What the exercise asks — Find the line with "Query: man in gray jacket" in the listing below. Write it out exactly, along with every later line up to the final one.

##### Data supplied #####

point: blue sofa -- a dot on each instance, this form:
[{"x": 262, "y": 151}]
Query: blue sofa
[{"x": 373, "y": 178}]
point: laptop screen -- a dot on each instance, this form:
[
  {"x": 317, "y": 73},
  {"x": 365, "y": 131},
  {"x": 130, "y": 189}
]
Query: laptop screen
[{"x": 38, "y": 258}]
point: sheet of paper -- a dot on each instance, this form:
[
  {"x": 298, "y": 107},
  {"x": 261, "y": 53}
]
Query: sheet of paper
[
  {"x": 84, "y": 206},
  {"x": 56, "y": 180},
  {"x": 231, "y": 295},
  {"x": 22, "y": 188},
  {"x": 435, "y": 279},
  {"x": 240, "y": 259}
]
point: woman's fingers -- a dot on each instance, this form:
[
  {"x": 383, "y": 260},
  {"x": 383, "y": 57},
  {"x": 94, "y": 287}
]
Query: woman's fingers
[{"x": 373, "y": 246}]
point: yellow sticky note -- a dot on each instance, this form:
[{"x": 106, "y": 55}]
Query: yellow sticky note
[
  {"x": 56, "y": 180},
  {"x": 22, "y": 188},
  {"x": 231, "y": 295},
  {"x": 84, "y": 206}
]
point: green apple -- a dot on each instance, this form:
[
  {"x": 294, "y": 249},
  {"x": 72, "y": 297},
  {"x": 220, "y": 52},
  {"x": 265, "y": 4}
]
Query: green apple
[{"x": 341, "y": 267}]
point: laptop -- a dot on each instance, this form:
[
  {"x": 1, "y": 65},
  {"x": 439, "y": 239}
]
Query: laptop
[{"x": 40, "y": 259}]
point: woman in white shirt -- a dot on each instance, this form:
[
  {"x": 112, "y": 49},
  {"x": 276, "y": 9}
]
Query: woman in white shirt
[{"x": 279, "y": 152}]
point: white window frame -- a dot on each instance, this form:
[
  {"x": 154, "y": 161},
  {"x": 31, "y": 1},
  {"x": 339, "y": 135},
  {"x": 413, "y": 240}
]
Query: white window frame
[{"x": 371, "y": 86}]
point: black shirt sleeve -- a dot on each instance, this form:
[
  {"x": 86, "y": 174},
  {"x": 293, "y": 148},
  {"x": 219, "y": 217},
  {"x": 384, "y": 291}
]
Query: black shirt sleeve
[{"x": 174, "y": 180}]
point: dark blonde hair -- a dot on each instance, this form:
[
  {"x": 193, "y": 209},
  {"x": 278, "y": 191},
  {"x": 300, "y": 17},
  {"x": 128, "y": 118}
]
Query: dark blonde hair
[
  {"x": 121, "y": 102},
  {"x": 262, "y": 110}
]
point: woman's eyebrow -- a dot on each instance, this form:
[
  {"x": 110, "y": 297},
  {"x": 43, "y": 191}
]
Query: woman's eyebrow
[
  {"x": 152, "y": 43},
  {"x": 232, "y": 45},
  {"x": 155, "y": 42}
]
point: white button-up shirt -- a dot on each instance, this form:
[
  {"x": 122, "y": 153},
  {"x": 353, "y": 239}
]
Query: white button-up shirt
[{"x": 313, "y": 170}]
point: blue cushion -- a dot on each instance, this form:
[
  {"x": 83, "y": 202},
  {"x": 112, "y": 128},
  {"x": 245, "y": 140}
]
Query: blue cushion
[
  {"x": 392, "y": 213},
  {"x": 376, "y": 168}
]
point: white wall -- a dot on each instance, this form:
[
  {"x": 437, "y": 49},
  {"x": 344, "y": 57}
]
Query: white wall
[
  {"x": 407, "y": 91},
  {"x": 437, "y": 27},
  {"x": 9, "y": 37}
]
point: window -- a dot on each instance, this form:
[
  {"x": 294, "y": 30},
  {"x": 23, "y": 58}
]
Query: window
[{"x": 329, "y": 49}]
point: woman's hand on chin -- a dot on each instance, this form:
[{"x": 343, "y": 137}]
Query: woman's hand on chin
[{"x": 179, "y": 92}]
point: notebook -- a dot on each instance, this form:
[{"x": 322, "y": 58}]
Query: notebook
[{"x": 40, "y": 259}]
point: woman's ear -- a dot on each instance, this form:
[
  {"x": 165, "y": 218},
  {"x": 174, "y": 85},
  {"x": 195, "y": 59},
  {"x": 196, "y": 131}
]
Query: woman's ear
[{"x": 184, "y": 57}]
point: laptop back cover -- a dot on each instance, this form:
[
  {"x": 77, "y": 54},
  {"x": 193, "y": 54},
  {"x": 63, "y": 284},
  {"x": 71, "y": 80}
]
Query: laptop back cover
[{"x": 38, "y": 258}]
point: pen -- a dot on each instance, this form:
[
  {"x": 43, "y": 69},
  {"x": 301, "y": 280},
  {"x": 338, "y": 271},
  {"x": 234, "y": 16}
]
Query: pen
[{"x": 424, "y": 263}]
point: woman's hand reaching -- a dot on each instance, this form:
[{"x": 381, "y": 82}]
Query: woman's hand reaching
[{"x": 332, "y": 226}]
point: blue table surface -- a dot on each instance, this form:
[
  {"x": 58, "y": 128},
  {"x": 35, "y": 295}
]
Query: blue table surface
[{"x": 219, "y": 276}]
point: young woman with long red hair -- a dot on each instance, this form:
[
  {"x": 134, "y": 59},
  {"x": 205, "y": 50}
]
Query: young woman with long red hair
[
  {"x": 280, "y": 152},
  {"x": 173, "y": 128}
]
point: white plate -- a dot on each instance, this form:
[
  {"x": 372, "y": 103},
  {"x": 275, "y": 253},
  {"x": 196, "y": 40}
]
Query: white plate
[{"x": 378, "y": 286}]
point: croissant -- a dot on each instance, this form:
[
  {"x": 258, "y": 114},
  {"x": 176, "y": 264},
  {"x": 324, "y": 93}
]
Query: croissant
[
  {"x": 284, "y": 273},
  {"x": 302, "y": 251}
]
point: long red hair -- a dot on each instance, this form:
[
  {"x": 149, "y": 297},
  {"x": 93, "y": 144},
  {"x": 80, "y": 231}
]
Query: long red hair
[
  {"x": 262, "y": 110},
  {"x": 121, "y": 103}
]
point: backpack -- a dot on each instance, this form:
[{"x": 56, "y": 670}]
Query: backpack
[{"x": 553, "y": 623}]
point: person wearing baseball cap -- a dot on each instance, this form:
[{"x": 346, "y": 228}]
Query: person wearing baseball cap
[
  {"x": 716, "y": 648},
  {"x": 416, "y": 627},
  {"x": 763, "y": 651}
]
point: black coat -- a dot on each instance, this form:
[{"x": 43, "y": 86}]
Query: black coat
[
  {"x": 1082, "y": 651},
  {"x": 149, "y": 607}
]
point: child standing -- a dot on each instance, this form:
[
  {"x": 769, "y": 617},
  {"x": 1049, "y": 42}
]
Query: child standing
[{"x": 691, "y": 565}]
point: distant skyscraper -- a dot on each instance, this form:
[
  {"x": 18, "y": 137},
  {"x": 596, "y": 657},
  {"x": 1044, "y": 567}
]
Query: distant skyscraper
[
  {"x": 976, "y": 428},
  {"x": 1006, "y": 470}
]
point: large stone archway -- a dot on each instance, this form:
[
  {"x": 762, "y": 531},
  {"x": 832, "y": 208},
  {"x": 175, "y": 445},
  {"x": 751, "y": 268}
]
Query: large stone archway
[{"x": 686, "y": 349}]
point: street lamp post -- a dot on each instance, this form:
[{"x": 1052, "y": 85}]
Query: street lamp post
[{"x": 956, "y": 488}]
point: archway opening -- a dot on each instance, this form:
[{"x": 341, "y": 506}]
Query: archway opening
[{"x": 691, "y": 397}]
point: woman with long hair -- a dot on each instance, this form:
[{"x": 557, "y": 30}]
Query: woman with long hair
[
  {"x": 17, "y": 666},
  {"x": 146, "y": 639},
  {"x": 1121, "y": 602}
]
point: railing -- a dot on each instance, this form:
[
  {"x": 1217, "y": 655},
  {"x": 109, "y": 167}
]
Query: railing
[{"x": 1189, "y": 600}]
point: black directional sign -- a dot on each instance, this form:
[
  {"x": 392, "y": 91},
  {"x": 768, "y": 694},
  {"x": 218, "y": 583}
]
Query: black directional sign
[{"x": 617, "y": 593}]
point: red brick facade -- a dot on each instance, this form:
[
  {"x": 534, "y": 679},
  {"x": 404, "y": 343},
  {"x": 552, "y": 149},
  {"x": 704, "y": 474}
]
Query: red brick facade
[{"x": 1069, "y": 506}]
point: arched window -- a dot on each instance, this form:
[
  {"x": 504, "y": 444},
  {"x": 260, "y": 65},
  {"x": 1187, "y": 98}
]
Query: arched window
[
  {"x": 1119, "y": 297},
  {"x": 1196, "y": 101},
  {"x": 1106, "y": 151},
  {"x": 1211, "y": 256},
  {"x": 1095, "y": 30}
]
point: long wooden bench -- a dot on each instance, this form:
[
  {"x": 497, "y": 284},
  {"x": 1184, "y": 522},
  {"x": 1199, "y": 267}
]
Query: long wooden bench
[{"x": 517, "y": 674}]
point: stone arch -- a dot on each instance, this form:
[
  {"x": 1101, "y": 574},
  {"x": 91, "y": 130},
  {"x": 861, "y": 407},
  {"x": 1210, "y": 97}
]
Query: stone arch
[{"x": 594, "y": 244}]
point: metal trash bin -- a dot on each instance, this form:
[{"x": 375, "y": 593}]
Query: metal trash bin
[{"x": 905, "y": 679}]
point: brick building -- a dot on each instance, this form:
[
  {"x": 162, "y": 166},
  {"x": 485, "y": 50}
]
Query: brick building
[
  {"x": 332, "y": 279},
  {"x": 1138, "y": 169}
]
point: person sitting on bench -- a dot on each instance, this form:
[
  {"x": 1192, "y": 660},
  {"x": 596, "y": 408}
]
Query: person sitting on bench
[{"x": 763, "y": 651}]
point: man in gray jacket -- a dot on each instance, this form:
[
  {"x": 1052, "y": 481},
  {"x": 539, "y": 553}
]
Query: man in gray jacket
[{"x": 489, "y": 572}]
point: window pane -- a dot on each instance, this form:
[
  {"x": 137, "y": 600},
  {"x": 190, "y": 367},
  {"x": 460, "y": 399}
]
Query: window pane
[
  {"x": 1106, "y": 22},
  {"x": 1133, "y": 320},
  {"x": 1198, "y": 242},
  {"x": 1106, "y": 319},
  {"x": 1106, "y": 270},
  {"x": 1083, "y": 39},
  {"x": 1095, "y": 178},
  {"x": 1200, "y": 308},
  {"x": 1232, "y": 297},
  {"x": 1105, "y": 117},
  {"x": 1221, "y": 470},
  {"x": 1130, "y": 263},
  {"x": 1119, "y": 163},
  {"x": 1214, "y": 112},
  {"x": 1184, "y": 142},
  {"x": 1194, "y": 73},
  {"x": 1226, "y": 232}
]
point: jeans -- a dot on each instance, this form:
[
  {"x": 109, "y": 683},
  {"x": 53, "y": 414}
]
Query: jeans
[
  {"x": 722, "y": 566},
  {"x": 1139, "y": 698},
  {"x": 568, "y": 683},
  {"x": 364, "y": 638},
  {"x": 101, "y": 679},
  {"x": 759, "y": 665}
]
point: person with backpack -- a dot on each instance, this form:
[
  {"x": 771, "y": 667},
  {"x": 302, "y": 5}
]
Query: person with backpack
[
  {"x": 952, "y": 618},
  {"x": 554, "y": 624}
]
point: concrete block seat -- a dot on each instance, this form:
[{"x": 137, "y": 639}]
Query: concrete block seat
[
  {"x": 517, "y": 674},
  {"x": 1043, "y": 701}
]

#####

Solution to this exercise —
Query: man in gray jacket
[{"x": 489, "y": 572}]
point: window pane -- a dot on each instance, this form:
[
  {"x": 137, "y": 600},
  {"x": 190, "y": 367},
  {"x": 460, "y": 399}
]
Query: window pane
[
  {"x": 1106, "y": 22},
  {"x": 1133, "y": 320},
  {"x": 1198, "y": 242},
  {"x": 1106, "y": 319},
  {"x": 1106, "y": 270},
  {"x": 1083, "y": 39},
  {"x": 1095, "y": 178},
  {"x": 1200, "y": 308},
  {"x": 1232, "y": 297},
  {"x": 1105, "y": 117},
  {"x": 1221, "y": 470},
  {"x": 1130, "y": 263},
  {"x": 1119, "y": 163},
  {"x": 1214, "y": 112},
  {"x": 1184, "y": 142},
  {"x": 1194, "y": 73},
  {"x": 1226, "y": 232}
]
point: jeans -- a dot on each instance, this form:
[
  {"x": 109, "y": 683},
  {"x": 53, "y": 414}
]
Query: jeans
[
  {"x": 722, "y": 566},
  {"x": 1139, "y": 698},
  {"x": 568, "y": 683},
  {"x": 364, "y": 638},
  {"x": 101, "y": 679},
  {"x": 759, "y": 665}
]
point: person with backpack -- a dot on each instance, this form:
[
  {"x": 771, "y": 667},
  {"x": 302, "y": 5}
]
Query: person with backpack
[
  {"x": 952, "y": 618},
  {"x": 554, "y": 624}
]
point: concrete block seat -- a dot on each instance, this form:
[{"x": 137, "y": 639}]
Query: concrete block seat
[
  {"x": 517, "y": 674},
  {"x": 1043, "y": 701}
]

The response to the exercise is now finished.